EXERCISE DIRECTIONS —
Quote, word for word, the line containing "ceiling fan light." and all lines that follow it to the end of the records, with no pictures.

─── LISTING

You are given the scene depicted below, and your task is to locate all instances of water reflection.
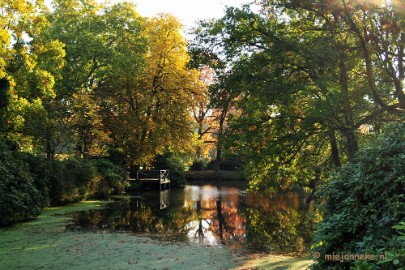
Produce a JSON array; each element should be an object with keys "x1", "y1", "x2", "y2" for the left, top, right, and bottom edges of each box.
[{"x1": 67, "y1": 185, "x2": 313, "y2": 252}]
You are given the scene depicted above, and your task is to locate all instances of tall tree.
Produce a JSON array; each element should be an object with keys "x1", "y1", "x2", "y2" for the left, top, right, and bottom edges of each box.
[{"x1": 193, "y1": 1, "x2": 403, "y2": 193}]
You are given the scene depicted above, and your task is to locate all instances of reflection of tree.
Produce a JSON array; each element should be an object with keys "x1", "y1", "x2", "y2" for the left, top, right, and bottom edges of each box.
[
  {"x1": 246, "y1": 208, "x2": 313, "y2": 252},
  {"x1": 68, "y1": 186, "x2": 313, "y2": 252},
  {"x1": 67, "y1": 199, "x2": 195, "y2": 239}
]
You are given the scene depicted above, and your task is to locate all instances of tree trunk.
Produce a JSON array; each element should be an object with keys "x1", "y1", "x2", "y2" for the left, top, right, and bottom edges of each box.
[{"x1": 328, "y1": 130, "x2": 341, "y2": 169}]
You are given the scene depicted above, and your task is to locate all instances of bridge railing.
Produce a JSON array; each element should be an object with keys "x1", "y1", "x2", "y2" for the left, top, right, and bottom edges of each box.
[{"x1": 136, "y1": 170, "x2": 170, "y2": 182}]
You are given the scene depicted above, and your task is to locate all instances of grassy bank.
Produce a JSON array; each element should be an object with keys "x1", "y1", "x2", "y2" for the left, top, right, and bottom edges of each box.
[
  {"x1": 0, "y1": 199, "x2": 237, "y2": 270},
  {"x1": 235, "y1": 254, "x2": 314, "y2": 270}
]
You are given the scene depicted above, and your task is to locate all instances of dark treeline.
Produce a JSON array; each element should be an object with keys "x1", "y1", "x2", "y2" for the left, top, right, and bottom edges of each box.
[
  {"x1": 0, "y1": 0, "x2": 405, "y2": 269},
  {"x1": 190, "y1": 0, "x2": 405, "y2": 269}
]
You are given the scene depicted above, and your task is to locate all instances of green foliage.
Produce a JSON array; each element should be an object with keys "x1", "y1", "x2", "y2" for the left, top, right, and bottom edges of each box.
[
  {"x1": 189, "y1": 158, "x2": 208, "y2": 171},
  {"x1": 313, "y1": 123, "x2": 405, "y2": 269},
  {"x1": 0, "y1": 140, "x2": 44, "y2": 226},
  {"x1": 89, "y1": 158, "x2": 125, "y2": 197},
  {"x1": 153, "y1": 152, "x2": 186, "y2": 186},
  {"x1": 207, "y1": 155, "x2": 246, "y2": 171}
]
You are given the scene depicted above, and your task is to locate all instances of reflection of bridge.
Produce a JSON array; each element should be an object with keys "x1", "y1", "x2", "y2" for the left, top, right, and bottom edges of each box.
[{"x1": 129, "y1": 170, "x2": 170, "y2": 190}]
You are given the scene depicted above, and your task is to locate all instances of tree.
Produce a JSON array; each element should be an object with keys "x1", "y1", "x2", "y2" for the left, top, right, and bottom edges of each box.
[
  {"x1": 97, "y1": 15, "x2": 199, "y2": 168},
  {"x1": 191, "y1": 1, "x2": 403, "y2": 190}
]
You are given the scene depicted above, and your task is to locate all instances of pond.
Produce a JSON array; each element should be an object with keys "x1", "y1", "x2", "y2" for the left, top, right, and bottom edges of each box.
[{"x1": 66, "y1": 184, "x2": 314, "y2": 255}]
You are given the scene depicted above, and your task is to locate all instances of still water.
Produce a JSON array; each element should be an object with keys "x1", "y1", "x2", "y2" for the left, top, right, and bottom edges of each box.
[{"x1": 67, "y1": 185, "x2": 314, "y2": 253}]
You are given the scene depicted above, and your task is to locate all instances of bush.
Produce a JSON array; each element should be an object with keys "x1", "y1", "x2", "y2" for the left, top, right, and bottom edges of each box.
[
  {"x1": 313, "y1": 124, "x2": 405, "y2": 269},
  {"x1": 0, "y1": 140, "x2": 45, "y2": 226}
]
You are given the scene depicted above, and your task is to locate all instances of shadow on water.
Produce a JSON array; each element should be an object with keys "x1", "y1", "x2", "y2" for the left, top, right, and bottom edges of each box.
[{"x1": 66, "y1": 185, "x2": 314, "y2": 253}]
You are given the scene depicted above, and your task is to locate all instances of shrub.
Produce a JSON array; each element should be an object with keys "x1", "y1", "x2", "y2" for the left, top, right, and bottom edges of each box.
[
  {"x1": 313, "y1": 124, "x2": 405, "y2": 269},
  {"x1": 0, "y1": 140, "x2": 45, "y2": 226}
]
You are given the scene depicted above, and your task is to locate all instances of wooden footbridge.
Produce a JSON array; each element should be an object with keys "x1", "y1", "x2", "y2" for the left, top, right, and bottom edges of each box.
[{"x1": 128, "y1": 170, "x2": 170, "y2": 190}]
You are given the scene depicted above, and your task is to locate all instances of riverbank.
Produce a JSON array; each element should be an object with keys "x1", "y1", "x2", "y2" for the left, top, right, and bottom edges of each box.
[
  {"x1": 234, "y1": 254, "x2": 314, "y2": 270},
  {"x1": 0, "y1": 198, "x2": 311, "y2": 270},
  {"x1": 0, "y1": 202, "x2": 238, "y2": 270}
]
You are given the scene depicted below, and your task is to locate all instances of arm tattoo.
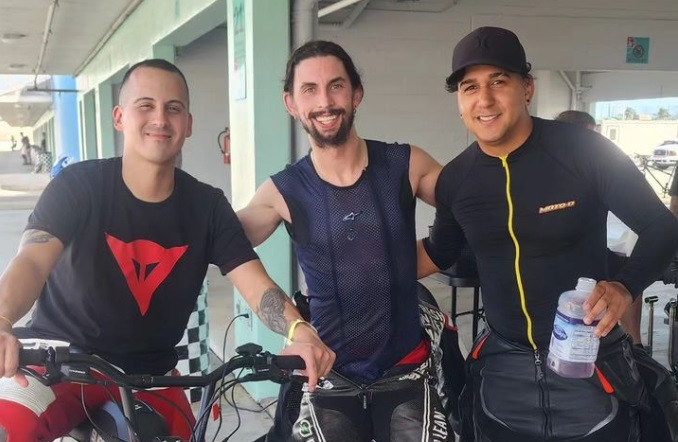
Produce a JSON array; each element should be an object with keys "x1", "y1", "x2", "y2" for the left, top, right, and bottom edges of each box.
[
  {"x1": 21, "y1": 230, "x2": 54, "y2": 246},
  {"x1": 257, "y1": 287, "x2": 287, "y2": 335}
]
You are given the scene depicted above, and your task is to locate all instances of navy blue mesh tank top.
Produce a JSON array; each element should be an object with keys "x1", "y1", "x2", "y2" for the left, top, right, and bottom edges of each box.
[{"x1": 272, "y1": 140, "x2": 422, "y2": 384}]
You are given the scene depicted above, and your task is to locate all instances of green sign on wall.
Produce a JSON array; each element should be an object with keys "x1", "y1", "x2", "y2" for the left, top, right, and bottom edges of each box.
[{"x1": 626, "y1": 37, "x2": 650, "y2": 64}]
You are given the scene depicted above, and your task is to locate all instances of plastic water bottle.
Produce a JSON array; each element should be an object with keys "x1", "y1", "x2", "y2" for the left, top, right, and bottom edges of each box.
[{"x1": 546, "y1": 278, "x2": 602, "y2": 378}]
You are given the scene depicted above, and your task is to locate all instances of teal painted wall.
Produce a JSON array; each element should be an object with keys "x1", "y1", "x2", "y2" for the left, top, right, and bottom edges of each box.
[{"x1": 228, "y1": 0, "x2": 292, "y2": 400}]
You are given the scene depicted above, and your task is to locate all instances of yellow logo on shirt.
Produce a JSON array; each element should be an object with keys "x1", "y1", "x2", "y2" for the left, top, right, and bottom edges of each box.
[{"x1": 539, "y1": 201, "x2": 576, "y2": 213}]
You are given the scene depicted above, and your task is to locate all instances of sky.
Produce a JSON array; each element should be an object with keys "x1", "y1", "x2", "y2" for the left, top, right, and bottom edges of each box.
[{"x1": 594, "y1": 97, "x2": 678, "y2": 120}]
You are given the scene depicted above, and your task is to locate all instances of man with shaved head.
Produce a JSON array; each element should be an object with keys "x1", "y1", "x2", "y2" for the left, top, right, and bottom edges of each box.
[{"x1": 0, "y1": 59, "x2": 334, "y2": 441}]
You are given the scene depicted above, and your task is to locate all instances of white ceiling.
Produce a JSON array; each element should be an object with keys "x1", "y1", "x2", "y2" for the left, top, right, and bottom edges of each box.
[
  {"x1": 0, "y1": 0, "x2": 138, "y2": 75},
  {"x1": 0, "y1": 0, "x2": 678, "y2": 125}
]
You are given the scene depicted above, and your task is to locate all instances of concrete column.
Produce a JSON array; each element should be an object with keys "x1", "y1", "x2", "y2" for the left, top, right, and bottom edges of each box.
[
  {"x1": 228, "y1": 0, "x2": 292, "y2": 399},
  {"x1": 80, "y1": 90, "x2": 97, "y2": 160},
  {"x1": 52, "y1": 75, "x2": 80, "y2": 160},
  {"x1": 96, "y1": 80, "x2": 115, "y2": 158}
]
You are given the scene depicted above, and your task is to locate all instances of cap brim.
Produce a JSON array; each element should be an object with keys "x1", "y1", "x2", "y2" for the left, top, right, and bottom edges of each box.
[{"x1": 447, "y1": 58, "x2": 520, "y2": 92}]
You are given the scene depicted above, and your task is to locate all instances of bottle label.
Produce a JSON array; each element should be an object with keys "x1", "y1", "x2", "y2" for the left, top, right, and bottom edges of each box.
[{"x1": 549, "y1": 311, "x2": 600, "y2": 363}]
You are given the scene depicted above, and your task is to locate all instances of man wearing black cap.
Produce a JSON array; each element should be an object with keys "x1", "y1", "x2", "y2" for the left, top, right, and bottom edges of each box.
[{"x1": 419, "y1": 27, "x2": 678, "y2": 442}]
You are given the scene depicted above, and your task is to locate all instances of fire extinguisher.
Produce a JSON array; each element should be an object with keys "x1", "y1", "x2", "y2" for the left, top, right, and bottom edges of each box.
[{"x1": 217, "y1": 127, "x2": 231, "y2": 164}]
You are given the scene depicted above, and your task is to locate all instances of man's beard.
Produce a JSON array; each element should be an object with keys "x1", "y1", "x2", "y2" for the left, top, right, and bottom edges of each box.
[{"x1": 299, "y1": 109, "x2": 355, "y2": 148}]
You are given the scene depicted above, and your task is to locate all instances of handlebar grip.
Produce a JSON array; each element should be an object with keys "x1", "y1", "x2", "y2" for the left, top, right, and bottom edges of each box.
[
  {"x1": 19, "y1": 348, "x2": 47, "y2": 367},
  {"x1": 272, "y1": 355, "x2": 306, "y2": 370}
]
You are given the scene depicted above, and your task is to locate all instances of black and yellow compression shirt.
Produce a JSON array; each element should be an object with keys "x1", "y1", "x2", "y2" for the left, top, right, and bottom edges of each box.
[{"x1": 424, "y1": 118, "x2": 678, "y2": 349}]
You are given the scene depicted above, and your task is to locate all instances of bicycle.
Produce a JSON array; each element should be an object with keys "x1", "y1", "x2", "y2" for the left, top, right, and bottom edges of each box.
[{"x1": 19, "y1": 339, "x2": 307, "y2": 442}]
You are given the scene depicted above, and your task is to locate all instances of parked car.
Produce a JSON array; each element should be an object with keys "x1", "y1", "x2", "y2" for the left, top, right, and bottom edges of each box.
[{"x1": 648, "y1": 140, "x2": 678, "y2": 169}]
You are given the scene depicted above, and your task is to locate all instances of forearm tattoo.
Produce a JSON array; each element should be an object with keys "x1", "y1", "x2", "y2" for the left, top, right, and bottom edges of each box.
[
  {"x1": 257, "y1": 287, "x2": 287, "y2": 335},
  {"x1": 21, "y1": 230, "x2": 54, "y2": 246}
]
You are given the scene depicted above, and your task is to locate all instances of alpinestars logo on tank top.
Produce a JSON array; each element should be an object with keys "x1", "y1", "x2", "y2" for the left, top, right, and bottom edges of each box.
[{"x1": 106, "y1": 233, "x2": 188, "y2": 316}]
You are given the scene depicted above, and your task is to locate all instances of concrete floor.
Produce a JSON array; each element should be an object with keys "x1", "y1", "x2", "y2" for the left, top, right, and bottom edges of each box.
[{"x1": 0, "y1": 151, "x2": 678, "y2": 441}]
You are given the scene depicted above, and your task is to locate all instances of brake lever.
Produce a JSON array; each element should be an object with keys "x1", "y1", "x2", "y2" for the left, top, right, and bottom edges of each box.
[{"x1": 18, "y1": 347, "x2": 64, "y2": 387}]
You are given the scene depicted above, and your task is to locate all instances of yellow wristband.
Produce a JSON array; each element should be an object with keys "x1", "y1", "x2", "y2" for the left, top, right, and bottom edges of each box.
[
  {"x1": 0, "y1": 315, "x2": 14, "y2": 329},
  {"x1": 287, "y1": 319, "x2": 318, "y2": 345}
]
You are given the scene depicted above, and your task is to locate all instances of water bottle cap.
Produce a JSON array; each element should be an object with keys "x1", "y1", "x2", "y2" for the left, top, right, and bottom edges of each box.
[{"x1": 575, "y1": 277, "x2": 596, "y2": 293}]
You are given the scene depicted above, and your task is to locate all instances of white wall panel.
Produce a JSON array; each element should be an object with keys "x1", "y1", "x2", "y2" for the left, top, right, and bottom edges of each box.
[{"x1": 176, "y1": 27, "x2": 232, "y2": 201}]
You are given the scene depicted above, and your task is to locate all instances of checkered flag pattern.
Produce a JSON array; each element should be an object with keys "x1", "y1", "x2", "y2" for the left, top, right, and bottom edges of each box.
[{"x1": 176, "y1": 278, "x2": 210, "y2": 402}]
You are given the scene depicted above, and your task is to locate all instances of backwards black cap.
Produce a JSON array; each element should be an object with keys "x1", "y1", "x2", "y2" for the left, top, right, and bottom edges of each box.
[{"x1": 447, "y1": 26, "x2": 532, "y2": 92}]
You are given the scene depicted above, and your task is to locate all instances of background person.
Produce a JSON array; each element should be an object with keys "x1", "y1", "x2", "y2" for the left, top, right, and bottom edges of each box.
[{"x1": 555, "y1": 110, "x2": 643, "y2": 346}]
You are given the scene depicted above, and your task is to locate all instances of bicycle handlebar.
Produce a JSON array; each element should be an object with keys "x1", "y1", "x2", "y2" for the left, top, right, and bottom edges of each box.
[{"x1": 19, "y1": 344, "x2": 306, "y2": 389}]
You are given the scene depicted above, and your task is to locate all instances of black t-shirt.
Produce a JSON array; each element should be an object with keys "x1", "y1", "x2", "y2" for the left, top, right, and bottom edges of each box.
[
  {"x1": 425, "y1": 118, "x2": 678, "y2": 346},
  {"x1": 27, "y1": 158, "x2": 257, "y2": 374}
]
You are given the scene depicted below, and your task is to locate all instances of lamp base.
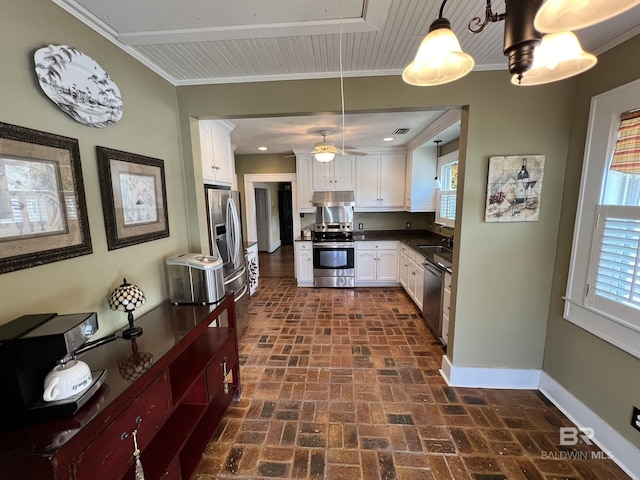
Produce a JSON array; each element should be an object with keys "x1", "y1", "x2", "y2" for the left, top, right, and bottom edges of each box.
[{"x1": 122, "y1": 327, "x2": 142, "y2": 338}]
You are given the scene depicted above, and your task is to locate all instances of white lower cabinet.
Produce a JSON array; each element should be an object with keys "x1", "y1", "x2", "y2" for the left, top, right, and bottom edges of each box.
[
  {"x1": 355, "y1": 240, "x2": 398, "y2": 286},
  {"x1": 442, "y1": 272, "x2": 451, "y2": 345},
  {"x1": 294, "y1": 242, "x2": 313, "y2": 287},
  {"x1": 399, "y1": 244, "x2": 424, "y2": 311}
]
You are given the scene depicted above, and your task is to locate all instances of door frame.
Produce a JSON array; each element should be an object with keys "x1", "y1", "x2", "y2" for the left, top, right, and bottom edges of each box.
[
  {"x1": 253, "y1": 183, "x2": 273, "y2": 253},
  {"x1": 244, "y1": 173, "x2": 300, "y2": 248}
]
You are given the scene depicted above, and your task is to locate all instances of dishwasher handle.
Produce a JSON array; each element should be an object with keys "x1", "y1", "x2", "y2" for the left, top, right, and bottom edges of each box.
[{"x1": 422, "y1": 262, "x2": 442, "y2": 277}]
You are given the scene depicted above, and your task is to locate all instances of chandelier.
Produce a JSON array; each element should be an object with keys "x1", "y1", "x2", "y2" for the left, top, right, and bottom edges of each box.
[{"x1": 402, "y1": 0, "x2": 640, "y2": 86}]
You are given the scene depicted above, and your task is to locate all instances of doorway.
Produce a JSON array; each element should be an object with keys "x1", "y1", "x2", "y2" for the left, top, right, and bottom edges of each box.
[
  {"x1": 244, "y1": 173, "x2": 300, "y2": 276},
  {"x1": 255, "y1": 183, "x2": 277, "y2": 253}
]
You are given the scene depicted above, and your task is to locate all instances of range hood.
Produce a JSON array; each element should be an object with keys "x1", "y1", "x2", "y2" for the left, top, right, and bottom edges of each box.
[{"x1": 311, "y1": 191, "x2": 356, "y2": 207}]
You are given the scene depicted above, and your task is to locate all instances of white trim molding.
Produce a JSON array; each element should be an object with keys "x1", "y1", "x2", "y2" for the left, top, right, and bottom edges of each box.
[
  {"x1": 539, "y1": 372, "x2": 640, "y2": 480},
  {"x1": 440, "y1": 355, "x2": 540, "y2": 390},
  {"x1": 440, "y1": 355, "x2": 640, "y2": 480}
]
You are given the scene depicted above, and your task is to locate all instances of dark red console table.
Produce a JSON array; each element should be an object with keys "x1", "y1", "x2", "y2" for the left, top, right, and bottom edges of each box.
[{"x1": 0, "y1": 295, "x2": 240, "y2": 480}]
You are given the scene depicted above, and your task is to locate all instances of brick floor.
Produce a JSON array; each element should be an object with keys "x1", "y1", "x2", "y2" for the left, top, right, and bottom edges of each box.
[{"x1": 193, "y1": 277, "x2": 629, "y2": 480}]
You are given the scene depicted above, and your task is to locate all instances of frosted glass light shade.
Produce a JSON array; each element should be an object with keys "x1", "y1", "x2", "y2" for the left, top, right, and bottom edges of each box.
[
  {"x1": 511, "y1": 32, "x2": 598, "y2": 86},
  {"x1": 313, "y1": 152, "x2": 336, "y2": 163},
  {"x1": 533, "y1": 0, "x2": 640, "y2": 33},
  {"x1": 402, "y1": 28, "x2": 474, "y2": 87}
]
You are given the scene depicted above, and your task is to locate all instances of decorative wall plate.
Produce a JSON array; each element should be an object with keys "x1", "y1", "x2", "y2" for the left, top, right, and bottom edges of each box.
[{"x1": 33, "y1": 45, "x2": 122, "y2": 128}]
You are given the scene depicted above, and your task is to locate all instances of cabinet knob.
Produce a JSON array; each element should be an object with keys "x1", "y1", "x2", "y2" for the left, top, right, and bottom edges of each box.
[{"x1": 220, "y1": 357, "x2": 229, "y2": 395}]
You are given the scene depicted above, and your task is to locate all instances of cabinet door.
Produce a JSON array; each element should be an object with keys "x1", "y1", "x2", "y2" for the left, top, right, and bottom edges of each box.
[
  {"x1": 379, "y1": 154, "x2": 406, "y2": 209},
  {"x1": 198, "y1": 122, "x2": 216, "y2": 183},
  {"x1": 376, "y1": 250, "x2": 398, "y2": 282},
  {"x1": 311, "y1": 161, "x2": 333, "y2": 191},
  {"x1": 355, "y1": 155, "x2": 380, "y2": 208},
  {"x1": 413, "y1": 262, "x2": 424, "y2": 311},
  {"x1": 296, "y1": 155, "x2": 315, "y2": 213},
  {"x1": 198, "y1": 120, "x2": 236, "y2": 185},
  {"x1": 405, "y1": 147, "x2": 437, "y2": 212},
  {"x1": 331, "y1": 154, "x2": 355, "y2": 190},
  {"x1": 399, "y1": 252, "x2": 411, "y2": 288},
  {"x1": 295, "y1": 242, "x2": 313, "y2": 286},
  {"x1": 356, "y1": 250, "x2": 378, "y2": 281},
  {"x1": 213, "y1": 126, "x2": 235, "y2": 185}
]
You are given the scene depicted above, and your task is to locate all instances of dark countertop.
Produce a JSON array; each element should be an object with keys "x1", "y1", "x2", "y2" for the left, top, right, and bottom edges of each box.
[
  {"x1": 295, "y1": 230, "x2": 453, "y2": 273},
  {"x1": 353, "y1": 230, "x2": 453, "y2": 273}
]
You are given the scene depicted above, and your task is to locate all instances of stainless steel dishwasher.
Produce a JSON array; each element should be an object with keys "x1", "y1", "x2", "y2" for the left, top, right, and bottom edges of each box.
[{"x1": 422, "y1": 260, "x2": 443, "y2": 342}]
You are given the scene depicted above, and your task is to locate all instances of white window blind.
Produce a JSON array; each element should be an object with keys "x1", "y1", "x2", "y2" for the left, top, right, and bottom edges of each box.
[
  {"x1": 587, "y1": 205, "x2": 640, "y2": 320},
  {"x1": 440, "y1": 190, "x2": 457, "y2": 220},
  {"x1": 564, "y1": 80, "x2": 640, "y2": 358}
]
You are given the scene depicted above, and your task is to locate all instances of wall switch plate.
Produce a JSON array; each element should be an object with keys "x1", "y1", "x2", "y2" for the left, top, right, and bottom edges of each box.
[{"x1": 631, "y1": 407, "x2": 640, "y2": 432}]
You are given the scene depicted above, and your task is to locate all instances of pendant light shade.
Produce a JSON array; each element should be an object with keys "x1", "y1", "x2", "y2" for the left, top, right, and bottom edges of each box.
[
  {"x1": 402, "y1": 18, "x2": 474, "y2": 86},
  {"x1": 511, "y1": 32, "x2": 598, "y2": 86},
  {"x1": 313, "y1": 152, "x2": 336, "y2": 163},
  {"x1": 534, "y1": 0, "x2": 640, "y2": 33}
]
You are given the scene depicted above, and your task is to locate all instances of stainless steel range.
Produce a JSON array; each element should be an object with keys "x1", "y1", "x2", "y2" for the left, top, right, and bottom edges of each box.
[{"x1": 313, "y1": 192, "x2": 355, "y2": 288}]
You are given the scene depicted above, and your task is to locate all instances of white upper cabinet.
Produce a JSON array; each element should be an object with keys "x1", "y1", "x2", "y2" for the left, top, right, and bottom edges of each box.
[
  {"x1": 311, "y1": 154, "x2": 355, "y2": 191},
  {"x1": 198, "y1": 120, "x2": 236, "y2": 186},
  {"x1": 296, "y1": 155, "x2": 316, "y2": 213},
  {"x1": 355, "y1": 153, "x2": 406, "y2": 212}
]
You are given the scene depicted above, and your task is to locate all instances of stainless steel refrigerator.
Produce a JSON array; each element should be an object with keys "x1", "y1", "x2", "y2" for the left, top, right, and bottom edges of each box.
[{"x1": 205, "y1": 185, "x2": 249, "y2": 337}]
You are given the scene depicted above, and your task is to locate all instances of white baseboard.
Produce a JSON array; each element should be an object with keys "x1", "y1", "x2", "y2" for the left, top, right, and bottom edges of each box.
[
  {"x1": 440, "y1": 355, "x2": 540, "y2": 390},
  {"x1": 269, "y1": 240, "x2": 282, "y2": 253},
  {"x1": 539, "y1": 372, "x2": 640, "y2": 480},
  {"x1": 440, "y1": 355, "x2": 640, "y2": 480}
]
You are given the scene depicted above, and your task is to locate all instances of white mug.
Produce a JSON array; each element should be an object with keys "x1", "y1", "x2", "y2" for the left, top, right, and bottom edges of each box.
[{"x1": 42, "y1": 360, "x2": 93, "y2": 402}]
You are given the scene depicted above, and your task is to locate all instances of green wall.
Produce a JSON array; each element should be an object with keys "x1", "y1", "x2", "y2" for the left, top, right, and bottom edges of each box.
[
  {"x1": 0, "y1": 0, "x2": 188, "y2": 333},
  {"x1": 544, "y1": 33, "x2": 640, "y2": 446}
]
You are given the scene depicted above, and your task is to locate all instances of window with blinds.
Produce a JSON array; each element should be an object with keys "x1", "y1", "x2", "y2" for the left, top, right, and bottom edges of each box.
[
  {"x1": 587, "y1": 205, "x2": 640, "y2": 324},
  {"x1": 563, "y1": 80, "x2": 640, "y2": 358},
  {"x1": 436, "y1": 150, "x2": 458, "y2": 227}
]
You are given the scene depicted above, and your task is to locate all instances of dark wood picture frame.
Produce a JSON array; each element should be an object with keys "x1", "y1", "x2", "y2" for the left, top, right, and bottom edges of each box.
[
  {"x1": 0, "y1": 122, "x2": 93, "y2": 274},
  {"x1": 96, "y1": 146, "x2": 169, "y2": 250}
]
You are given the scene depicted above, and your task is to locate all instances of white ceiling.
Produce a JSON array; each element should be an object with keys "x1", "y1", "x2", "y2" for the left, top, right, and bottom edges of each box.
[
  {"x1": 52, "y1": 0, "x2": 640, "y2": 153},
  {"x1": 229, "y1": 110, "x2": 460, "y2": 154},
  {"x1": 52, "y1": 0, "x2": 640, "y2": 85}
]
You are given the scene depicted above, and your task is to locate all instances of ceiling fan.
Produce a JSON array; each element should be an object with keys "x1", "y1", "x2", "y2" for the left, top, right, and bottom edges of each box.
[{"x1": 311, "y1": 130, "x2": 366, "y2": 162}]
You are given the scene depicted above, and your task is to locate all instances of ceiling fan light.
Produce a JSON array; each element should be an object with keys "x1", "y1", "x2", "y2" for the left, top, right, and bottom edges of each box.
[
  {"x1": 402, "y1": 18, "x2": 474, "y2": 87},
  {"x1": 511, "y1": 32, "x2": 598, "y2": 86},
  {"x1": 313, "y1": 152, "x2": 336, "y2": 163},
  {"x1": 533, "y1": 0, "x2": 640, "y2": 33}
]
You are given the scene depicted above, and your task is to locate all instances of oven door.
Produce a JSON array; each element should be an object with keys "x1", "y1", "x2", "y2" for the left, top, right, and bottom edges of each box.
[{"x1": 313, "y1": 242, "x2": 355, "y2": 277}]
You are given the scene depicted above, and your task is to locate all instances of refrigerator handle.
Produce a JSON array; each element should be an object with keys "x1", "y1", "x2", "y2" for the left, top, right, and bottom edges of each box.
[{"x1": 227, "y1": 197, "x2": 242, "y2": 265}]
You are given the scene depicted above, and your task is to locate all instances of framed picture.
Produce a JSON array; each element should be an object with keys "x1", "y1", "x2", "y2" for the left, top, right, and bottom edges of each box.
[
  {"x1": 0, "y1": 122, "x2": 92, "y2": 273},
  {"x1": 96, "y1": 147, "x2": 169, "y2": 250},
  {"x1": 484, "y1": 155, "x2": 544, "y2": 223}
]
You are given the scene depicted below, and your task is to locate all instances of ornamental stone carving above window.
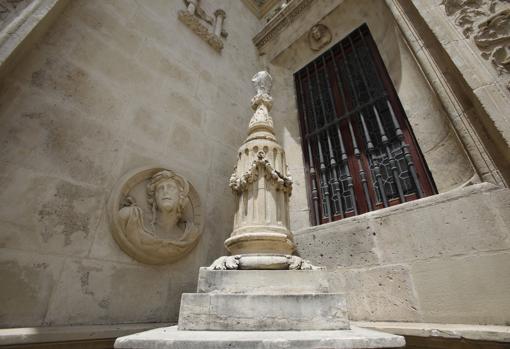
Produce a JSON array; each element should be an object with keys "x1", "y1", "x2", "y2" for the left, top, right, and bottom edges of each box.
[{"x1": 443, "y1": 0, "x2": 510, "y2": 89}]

──────

TASK OUTPUT —
You are given the scene depicted above, and your task is to locate all instances of ceiling fan light.
Produce a JSON array; each element should be an object with keys "x1", "y1", "x2", "y2" for the left, top, right, and bottom edges of each box.
[
  {"x1": 402, "y1": 18, "x2": 474, "y2": 87},
  {"x1": 511, "y1": 32, "x2": 598, "y2": 86},
  {"x1": 313, "y1": 152, "x2": 336, "y2": 163},
  {"x1": 533, "y1": 0, "x2": 640, "y2": 33}
]
You are given the scene depicted above, and your task is to locate all instances of oven door.
Produce a JSON array; each element should be an object with keys "x1", "y1", "x2", "y2" for the left, top, right, and bottom edges of each box.
[{"x1": 313, "y1": 242, "x2": 355, "y2": 277}]
You are given the scene depicted above, and your task is to locate all instances of refrigerator handle.
Produce a JSON array; each element should be an object with keys "x1", "y1", "x2", "y2" for the left, top, right, and bottom edges of each box.
[{"x1": 227, "y1": 197, "x2": 242, "y2": 265}]
You are given the scene depicted above, and your task is to locate all instances of framed picture.
Produce a JSON array; each element should be an object with keys "x1", "y1", "x2", "y2" for the left, top, right, and bottom edges of each box.
[
  {"x1": 0, "y1": 122, "x2": 92, "y2": 273},
  {"x1": 96, "y1": 147, "x2": 169, "y2": 250},
  {"x1": 484, "y1": 155, "x2": 544, "y2": 223}
]
You are given the scene depicted below, and your task is to locate all instances of ornamental stone carving above window.
Produce a JSON array; each element should be an object with keys "x1", "y1", "x2", "y2" for the left, top, right, and bottom edges of each box.
[{"x1": 443, "y1": 0, "x2": 510, "y2": 89}]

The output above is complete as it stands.